GOAL OF THE EXERCISE – Render the lines between the one holding "query (the phrase naming what to segment): apartment" and the one holding "52L163 11L77 103L65", inclusive, as a numbered list, leaving out blank lines.

** Start SOURCE MATERIAL **

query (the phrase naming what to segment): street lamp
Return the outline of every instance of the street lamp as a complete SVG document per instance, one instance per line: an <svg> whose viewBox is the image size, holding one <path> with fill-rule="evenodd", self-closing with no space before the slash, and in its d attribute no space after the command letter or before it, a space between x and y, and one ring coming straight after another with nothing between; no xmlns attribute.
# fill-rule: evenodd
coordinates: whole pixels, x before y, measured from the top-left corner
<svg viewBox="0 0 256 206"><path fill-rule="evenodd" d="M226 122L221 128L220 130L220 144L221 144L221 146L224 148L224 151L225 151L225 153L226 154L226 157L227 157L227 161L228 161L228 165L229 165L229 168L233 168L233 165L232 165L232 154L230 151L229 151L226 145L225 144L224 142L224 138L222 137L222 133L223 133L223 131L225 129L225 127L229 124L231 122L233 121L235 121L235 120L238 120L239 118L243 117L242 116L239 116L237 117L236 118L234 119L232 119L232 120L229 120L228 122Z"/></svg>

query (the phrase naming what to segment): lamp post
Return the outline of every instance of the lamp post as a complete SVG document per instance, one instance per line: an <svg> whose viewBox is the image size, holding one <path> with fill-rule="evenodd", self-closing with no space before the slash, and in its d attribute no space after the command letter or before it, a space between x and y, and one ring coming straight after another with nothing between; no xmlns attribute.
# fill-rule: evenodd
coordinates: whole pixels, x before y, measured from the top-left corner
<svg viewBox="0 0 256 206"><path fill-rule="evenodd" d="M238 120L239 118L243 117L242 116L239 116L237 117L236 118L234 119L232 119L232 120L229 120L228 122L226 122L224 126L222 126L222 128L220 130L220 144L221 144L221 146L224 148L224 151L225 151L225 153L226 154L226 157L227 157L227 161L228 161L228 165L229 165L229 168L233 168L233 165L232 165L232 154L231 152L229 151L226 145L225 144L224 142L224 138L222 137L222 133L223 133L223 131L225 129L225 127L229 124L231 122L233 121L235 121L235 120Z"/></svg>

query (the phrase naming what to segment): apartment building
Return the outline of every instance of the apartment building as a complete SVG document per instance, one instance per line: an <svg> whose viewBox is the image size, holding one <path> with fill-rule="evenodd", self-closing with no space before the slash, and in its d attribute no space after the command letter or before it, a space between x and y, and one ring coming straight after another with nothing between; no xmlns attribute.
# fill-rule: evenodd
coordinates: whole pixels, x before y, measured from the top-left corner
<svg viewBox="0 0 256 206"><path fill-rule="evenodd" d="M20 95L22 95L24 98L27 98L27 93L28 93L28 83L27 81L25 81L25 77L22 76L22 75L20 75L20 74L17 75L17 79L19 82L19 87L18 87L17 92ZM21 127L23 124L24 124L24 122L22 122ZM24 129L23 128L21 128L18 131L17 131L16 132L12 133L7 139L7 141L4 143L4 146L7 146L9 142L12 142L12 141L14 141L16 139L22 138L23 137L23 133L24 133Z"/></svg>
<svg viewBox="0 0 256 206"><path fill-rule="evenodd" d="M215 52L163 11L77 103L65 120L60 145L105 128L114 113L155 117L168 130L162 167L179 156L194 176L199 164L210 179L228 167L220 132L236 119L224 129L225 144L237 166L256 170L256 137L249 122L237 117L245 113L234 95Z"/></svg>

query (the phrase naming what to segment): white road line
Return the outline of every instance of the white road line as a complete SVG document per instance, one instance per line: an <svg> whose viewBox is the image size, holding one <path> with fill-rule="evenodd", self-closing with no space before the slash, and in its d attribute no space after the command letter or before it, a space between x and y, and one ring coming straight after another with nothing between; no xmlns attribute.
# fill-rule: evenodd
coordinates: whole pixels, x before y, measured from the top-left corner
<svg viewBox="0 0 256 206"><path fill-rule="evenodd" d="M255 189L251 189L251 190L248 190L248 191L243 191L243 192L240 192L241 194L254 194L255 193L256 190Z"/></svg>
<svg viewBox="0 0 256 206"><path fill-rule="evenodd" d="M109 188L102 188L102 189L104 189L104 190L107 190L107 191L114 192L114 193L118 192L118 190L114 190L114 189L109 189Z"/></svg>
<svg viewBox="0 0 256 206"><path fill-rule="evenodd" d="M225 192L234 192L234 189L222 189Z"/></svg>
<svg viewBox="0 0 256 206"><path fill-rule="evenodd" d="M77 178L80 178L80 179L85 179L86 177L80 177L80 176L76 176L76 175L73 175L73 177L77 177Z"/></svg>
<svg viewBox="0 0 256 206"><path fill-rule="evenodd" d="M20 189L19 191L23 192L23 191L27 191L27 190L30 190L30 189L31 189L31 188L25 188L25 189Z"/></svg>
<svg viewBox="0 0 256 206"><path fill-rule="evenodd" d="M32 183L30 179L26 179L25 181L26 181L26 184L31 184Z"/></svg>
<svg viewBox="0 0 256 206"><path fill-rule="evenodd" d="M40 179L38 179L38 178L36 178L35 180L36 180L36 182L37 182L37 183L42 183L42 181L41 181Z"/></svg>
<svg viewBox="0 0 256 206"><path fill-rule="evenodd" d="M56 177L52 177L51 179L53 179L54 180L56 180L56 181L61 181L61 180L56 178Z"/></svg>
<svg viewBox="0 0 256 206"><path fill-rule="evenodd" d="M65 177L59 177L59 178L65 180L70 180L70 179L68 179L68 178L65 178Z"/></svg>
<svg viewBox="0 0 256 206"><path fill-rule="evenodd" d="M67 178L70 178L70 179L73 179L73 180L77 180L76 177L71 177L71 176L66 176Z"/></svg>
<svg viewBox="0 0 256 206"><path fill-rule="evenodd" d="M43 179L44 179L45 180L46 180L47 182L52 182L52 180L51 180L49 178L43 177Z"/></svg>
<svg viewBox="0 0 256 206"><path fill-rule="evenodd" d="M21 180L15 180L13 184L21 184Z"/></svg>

** End SOURCE MATERIAL **

TASK ANSWER –
1. query (the phrase naming what to segment): apartment building
2. Return the outline of every instance of the apartment building as a complete SVG document per instance, one instance per line: an <svg> whose viewBox is the image size, holding one <path> with fill-rule="evenodd", self-closing with no space before the slash, and in its d attribute no space after the command letter or before it, a space between x and y, and one ring coming straight after another with nothing between; no xmlns attribute.
3. # fill-rule: evenodd
4. coordinates: whole pixels, x before y, measured from the top-left corner
5. <svg viewBox="0 0 256 206"><path fill-rule="evenodd" d="M20 95L22 95L24 98L27 98L27 93L28 93L28 83L27 81L25 81L25 77L22 76L22 75L20 75L20 74L17 75L17 79L19 82L19 87L18 87L17 92ZM21 127L23 124L24 124L24 122L22 122ZM24 129L23 128L21 128L18 131L17 131L16 132L12 133L7 139L7 141L4 143L4 146L7 146L9 142L12 142L12 141L14 141L16 139L22 138L23 137L23 133L24 133Z"/></svg>
6. <svg viewBox="0 0 256 206"><path fill-rule="evenodd" d="M215 52L163 11L77 103L65 120L60 145L105 128L114 113L155 117L168 130L162 167L179 156L194 176L199 164L210 179L228 167L220 132L236 119L224 129L225 144L237 166L256 170L256 137L249 122L237 117L245 113L234 95Z"/></svg>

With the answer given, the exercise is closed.